_SHORT PROBLEM_: In the article on stamp duty below, what median price is used for a two-bedroom apartment in Ashfield?

_READING TEXT_:
--- Begin ---
Read more: Plan to wipe out stamp duty could boost economy by $11bn
Sydney-based financial planner and mortgage broker Tony Bice said while the change to stamp duty would save countless first home buyers on upfront costs, it wouldn’t work in the favour of upsizers who wanted to stay put over the long term. Modelling has showed that after paying the proposed annual property tax for 10 years, the overall cost would likely start to exceed what would have been a one-off payment at the time of purchase.
Those buying their “forever home” will thus stand to lose from the change – which is why the success of the new scheme will come down to having choice, he said.
But this is a choice that first-home buyers in the harbour city will be sure to appreciate, he added.
“If we want to kick-start the economy, the choice that the majority of first home buyers are going to want is to delay the payment,” said Bice.
A Sydney buyer purchasing a two-bedroom apartment in the inner-west suburb of Ashfield, would need a deposit of about $145,000 in order to avoid LMI, based on the median price of $712,000.
According to Your Mortgage, the stamp duty payable on a property of this size is about $27,800; meaning the buyer would need well over $172,000 in order to finance the deal.
While some first-home buyers may be eligible for a reduction or exemption under the current scheme, many of those buying an existing property in Sydney could potentially save thousands upfront if they elected to pay an annual property tax instead.
--- End ---
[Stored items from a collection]
--- Begin ---
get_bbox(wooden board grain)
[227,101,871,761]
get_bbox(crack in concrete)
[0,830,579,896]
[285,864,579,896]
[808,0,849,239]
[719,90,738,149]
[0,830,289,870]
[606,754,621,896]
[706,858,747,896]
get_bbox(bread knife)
--- End ---
_TASK RESPONSE_: $712,000